• Records excerpted from a collection:
## begin
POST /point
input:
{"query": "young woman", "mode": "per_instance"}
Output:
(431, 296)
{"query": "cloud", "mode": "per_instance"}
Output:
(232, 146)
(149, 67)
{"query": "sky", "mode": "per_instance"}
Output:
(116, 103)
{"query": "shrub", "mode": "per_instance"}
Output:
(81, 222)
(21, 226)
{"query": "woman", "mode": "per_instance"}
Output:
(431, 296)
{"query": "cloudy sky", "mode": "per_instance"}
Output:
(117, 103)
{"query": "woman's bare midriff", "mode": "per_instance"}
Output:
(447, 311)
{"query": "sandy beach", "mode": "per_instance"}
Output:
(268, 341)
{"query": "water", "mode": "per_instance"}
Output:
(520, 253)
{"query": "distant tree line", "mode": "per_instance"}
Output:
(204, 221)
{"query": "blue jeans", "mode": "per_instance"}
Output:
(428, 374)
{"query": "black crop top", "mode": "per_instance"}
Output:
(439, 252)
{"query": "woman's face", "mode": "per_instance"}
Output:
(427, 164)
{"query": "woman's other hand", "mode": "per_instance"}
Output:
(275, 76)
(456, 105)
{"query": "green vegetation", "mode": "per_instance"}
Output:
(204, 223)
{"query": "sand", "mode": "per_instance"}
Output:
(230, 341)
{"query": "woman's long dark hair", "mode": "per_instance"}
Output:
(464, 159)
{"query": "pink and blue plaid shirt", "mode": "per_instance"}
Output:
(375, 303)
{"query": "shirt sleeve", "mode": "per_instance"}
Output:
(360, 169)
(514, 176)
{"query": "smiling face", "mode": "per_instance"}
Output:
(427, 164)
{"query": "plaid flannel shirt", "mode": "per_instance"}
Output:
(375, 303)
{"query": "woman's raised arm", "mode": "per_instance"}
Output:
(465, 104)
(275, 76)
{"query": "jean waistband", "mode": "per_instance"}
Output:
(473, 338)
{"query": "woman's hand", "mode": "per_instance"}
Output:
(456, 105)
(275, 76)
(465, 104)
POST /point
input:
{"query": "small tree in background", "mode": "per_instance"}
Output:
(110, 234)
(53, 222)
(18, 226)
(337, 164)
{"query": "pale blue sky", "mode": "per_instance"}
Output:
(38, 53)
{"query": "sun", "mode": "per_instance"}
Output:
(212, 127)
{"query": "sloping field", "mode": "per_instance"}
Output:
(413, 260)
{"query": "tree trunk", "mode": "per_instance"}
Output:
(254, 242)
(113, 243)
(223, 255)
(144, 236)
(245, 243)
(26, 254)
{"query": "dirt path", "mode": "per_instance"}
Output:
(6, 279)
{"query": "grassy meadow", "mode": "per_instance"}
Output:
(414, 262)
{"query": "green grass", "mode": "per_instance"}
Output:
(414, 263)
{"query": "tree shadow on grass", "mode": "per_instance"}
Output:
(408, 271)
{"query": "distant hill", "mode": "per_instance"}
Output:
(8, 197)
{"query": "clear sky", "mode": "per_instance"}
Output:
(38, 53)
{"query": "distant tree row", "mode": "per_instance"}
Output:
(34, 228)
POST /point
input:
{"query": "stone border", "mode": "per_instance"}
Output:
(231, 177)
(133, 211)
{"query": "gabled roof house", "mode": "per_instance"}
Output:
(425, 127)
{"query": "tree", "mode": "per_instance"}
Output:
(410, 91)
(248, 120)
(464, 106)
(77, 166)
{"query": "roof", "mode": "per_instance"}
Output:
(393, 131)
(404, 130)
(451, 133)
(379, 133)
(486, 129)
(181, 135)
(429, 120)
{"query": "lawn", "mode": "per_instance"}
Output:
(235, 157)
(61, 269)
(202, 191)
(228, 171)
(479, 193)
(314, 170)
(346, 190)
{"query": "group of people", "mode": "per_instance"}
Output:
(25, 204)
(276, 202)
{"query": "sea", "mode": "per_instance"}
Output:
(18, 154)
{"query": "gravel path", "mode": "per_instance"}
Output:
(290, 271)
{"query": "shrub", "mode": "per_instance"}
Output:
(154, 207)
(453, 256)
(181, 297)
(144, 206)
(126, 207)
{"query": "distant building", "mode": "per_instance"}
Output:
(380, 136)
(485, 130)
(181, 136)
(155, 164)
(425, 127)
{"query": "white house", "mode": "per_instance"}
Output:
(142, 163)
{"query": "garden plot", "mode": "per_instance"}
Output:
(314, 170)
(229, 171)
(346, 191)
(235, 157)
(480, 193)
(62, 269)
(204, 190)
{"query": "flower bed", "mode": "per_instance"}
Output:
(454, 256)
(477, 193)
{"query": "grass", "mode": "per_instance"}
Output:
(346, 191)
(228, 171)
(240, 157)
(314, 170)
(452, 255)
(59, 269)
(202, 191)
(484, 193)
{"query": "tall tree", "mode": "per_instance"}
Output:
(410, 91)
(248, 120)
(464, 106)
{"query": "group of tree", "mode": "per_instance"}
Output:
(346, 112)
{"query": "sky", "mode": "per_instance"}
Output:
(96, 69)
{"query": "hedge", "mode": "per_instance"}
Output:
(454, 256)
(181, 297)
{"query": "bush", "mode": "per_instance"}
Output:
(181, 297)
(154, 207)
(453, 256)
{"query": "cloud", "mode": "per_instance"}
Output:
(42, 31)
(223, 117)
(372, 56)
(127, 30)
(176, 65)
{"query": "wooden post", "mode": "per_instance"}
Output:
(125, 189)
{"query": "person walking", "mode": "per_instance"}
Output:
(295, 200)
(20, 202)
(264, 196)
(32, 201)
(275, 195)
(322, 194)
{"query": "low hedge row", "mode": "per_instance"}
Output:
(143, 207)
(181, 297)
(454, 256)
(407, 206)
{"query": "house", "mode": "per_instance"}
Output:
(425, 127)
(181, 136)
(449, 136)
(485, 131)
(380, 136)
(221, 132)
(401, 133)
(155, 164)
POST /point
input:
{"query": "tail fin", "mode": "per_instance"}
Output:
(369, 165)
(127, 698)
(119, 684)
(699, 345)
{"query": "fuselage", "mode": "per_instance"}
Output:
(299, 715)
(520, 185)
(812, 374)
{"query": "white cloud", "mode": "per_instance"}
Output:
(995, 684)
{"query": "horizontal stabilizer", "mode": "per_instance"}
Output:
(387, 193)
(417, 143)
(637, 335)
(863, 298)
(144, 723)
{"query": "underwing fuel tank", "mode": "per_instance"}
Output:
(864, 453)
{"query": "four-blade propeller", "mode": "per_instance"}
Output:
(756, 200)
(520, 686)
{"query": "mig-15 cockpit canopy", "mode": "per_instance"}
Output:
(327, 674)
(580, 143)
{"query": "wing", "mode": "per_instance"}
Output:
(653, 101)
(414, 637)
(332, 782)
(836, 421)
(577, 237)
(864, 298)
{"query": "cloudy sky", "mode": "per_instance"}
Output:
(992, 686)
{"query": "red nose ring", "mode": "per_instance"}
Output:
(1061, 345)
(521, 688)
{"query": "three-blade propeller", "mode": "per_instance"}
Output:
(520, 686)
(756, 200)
## end
## begin
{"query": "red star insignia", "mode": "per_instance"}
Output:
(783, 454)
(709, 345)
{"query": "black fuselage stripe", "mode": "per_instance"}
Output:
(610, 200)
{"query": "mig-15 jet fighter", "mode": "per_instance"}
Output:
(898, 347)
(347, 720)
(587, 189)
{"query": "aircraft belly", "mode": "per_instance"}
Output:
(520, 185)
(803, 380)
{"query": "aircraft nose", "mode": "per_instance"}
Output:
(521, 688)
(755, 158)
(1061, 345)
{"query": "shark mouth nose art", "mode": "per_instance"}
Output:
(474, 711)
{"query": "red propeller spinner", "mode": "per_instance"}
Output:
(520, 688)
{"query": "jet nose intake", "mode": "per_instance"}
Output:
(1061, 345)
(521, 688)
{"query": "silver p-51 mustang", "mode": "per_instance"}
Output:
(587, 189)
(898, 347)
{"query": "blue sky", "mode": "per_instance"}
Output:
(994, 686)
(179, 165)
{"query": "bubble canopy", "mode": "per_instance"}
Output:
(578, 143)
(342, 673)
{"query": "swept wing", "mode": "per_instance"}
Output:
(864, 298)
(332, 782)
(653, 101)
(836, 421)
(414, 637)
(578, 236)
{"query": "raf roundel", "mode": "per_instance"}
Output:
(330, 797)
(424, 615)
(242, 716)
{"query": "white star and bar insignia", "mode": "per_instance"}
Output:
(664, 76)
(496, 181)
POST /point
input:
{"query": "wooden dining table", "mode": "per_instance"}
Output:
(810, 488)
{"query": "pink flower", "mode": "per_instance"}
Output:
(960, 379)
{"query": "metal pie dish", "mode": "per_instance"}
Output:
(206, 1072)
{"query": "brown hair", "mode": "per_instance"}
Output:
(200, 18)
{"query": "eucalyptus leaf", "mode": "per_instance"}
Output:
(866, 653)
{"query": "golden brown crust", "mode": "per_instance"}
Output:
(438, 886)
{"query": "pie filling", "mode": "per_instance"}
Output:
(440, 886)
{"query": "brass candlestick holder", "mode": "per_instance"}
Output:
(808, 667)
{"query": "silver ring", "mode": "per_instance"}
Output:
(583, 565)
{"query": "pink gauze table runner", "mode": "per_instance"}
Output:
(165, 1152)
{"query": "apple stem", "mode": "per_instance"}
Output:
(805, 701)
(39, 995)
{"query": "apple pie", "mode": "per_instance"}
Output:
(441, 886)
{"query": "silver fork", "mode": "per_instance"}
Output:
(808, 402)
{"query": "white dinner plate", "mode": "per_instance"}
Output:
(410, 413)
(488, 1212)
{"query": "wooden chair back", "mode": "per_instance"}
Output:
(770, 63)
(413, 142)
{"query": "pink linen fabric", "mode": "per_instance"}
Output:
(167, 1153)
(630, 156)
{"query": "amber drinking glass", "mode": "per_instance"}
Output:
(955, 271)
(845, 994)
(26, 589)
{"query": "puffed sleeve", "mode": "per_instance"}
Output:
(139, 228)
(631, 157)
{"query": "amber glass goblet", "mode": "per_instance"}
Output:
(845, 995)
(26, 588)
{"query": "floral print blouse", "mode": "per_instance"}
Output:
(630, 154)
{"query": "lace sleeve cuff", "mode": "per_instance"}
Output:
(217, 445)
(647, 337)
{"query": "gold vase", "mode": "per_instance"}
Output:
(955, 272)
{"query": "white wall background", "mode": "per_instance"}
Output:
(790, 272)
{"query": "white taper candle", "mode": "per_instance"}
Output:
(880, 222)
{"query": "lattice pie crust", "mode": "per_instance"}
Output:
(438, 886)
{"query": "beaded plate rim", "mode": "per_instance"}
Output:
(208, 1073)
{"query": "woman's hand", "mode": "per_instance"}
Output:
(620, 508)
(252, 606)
## end
## begin
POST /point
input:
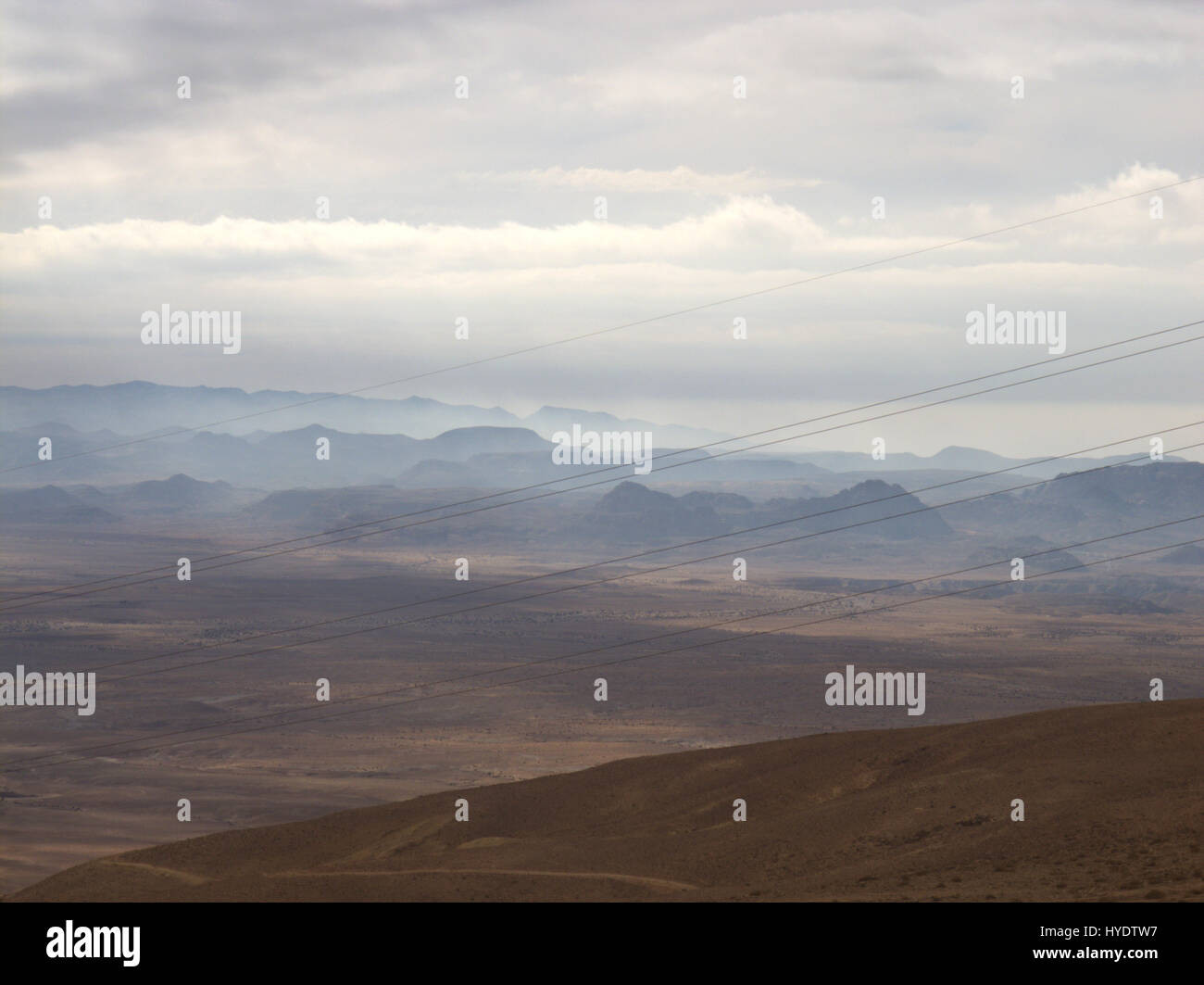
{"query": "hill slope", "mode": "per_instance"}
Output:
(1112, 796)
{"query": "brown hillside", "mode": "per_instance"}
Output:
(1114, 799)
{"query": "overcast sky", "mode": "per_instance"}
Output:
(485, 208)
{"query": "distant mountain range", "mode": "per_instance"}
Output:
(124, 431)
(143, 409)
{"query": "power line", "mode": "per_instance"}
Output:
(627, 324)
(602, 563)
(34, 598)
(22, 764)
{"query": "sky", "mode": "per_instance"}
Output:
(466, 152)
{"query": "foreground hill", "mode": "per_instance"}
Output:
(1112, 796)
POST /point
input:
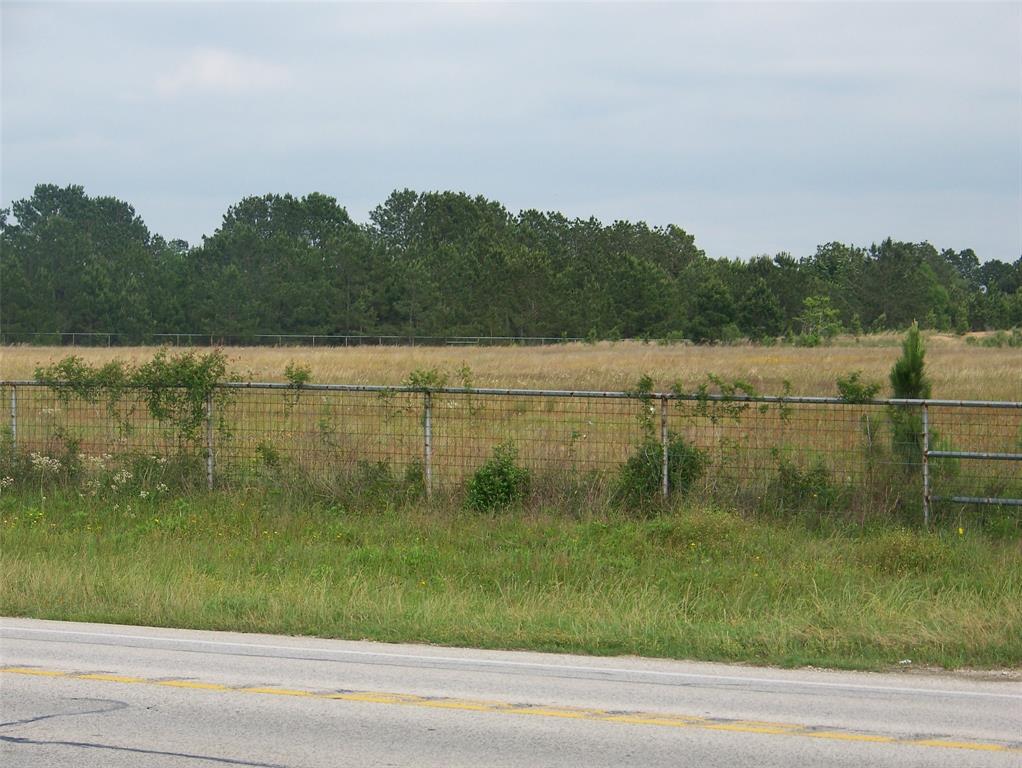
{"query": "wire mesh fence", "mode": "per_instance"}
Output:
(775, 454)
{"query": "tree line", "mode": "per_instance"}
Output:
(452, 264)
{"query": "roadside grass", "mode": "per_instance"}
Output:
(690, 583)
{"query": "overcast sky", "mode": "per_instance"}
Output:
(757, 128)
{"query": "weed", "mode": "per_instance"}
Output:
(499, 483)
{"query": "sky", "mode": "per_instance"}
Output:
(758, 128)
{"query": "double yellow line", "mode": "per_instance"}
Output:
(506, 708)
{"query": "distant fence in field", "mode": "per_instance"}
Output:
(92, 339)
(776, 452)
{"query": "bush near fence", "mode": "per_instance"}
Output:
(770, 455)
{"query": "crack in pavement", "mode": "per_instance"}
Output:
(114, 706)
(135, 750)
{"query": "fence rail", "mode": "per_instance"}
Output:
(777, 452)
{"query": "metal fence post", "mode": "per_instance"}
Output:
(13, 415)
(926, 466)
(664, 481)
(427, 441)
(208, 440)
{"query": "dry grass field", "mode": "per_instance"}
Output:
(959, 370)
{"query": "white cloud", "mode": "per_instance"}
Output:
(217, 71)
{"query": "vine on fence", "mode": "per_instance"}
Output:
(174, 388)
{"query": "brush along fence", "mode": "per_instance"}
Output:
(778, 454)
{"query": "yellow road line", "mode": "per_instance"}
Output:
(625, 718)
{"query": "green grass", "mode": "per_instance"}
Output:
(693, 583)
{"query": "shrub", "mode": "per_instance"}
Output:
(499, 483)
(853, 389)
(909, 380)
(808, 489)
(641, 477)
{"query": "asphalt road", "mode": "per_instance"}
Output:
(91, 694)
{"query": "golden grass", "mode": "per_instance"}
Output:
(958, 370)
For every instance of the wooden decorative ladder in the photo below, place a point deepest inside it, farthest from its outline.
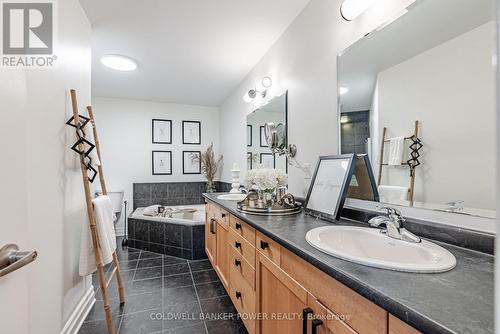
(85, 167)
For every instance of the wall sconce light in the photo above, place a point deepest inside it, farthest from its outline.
## end
Find every line in the listing above that contains the word "plaid" and copy each of those lines. Case counts.

{"query": "pink and blue plaid shirt", "mode": "per_instance"}
{"query": "plaid flannel shirt", "mode": "per_instance"}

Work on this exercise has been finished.